Content starts
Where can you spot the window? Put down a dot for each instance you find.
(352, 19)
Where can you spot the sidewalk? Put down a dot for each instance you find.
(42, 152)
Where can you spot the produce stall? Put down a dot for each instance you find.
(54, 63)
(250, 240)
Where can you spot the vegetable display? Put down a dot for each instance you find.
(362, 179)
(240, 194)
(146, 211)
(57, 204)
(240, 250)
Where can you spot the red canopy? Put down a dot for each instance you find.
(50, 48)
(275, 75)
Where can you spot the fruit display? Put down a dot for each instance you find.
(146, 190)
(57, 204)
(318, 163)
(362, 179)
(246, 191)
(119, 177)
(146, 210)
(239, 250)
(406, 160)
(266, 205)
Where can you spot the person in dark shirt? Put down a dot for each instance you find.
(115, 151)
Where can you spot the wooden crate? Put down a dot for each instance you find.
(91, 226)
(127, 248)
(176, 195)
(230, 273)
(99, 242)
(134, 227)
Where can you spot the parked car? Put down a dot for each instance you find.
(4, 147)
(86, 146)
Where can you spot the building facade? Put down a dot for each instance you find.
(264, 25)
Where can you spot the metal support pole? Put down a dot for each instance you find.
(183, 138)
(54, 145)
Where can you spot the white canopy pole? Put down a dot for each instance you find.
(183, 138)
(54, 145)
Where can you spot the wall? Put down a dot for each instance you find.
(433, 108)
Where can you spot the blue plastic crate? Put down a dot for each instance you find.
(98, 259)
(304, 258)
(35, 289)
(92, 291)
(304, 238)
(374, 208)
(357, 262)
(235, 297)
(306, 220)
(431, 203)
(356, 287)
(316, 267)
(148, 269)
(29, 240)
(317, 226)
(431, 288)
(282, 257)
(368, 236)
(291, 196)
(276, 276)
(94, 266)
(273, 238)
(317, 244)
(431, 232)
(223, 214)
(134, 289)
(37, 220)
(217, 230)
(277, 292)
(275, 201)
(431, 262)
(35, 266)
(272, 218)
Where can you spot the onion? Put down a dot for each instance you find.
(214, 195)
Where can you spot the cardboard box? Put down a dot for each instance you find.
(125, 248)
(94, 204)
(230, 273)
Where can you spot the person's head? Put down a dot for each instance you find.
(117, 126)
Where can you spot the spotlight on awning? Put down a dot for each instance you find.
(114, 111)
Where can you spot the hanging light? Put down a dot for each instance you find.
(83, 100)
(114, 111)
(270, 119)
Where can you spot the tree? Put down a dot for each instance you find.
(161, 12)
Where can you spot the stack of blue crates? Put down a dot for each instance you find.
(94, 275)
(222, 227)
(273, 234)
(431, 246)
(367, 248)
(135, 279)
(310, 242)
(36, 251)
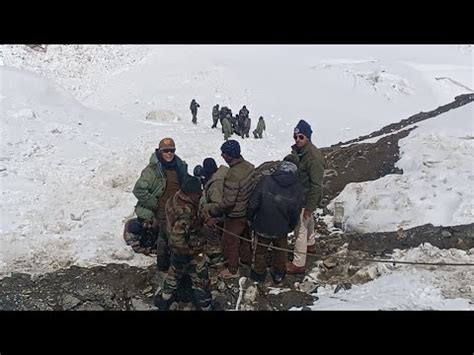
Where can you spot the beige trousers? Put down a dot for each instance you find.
(304, 233)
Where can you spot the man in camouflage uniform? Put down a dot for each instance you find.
(162, 177)
(186, 242)
(212, 196)
(247, 125)
(257, 133)
(193, 107)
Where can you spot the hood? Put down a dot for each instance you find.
(218, 175)
(283, 178)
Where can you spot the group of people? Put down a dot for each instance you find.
(199, 218)
(239, 124)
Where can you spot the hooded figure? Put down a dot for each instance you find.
(273, 211)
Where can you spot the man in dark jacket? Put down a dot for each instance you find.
(244, 112)
(162, 177)
(186, 243)
(247, 125)
(238, 184)
(193, 107)
(215, 116)
(310, 174)
(273, 211)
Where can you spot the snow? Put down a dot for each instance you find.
(75, 134)
(437, 182)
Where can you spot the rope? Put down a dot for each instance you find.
(349, 258)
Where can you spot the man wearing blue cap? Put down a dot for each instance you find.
(238, 184)
(310, 173)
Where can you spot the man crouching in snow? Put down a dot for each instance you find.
(186, 242)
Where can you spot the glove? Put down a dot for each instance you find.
(307, 214)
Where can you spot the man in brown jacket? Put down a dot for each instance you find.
(212, 196)
(238, 184)
(310, 173)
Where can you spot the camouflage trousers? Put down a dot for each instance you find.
(196, 266)
(162, 248)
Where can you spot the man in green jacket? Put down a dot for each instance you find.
(310, 173)
(162, 177)
(226, 127)
(212, 196)
(238, 184)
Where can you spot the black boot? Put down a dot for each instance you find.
(277, 276)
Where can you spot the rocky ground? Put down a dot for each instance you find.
(122, 287)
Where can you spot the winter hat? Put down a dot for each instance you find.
(303, 127)
(292, 158)
(167, 143)
(209, 166)
(288, 167)
(231, 148)
(191, 184)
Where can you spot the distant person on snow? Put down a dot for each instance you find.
(257, 133)
(310, 174)
(161, 178)
(244, 112)
(193, 107)
(186, 242)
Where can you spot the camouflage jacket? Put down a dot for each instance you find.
(260, 126)
(184, 230)
(213, 191)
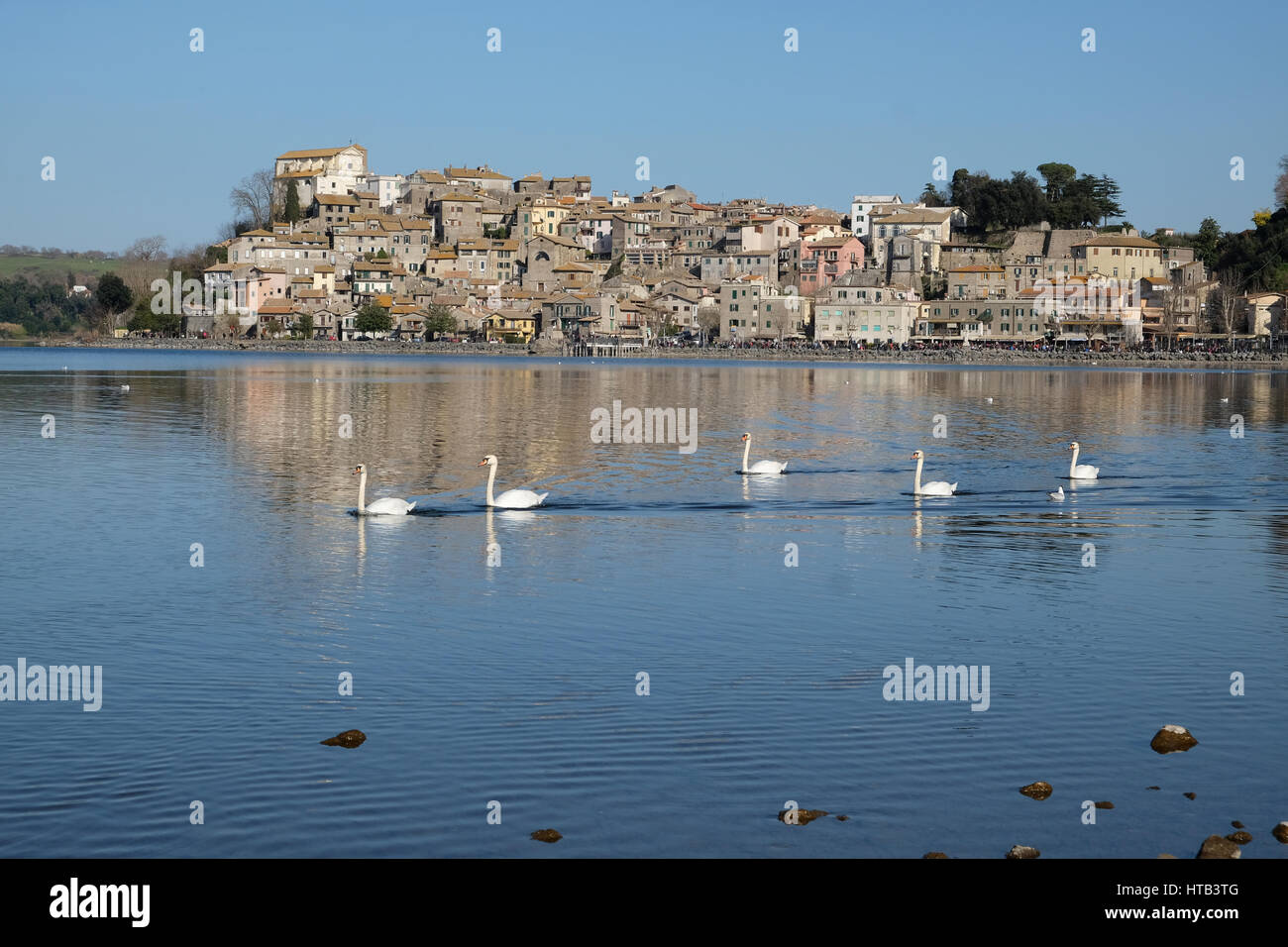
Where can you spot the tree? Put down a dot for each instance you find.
(1225, 305)
(143, 262)
(1106, 192)
(254, 198)
(1206, 241)
(441, 321)
(114, 296)
(931, 196)
(1056, 176)
(1172, 313)
(292, 202)
(373, 318)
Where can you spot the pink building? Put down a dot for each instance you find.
(822, 261)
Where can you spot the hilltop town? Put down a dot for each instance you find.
(471, 253)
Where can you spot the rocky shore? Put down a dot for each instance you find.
(966, 357)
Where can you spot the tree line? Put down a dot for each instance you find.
(1064, 197)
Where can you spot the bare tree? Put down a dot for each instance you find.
(254, 198)
(142, 263)
(1173, 309)
(1224, 302)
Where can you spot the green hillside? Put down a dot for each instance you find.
(53, 266)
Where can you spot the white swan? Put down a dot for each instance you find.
(1081, 472)
(934, 487)
(760, 466)
(510, 499)
(385, 505)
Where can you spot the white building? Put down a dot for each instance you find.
(862, 206)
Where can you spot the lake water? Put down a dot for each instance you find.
(516, 682)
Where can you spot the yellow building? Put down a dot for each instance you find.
(542, 217)
(510, 325)
(1121, 258)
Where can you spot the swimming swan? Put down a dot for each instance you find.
(760, 466)
(510, 499)
(1081, 472)
(385, 505)
(934, 487)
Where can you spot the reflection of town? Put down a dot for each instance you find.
(424, 425)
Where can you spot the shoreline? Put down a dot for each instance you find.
(958, 357)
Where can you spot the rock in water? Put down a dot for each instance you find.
(1216, 847)
(1172, 738)
(348, 740)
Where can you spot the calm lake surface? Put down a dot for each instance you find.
(518, 682)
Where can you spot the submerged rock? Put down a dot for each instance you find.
(1216, 847)
(803, 815)
(348, 740)
(1172, 738)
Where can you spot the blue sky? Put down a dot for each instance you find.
(150, 137)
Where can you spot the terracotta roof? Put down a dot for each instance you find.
(1109, 240)
(316, 153)
(475, 172)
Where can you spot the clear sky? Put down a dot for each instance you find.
(150, 137)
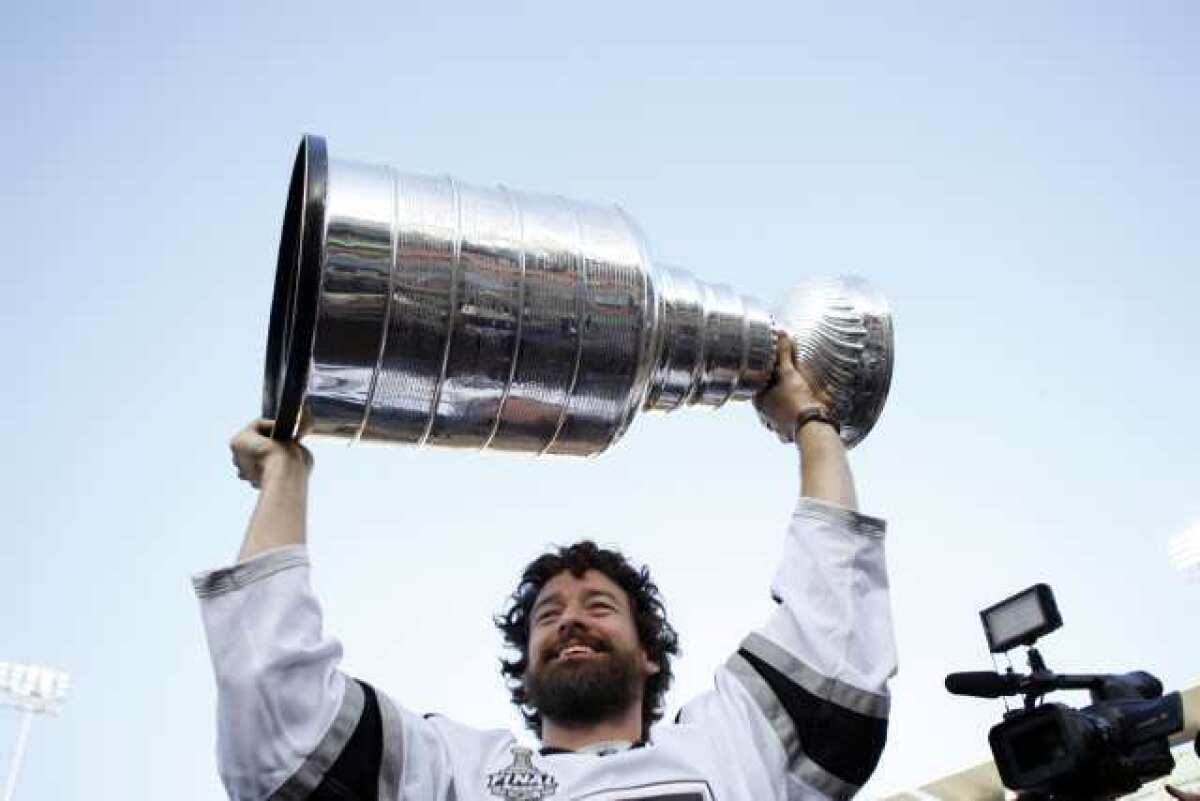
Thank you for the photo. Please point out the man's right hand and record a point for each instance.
(261, 458)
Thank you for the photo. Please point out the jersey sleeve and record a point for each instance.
(807, 694)
(291, 724)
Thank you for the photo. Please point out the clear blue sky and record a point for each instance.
(1021, 181)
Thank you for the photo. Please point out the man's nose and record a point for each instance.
(569, 622)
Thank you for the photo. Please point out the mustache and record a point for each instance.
(576, 636)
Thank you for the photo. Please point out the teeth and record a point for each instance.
(570, 650)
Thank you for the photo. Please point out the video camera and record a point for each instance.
(1053, 751)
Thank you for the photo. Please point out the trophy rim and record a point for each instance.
(294, 301)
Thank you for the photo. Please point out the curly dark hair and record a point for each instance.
(657, 636)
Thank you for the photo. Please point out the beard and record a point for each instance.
(583, 691)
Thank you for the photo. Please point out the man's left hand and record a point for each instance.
(787, 395)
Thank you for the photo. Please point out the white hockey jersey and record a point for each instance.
(798, 712)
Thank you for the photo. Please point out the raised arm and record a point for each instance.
(291, 723)
(825, 471)
(280, 471)
(803, 703)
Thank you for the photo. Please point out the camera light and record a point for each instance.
(33, 687)
(1185, 550)
(1020, 619)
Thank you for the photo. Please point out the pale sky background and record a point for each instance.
(1021, 182)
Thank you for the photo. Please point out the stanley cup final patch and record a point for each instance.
(522, 781)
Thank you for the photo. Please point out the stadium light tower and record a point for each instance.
(31, 690)
(1185, 550)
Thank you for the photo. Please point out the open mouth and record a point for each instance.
(579, 650)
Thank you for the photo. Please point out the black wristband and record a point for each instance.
(813, 414)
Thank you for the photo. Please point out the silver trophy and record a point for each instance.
(425, 311)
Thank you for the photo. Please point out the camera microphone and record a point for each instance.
(983, 684)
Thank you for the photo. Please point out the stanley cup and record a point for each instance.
(425, 311)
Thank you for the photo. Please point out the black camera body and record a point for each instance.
(1053, 751)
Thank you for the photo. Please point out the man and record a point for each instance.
(798, 712)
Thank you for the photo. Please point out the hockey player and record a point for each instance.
(798, 712)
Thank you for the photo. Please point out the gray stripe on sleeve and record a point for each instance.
(268, 562)
(826, 512)
(798, 763)
(839, 692)
(306, 778)
(391, 769)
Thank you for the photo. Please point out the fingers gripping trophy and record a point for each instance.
(430, 312)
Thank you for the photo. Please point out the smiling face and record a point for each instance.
(586, 662)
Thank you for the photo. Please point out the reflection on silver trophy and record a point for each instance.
(424, 311)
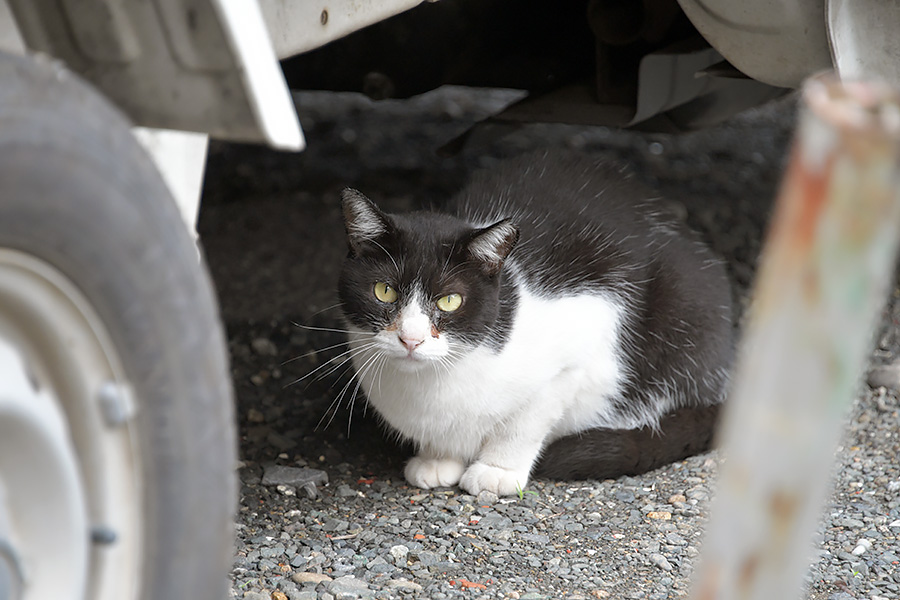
Content ends
» Exercise goal:
Print exactly, and only, the lines from the one with "cup and record a point for each instance." through the last line of the listing above. No pictures belong in the copy.

» Solution to the exercise:
Thank you for the photo. Please point out the stanley cup and record a point for each instance.
(425, 311)
Thank you for the photo. Please point out the black camera body and record a point for each instance.
(1053, 751)
Thank you for the photo. Please point out the man and record a point for each instance.
(798, 712)
Thank you for the photo. Please point out the hockey player and record a point for each instance.
(798, 712)
Thank you for the photo. Please point out the gray stripe on sleeve and record a point for each instance.
(268, 562)
(826, 512)
(798, 763)
(839, 692)
(306, 778)
(391, 769)
Thank you for the photo. Please point out the fingers gripping trophy and record a point for each instance.
(430, 312)
Thank you for the photo. Please point out the smiling face and record a point for each instance.
(586, 662)
Thank you for the photo. Please point out the reflection on silver trophy and record a point for each instance.
(424, 311)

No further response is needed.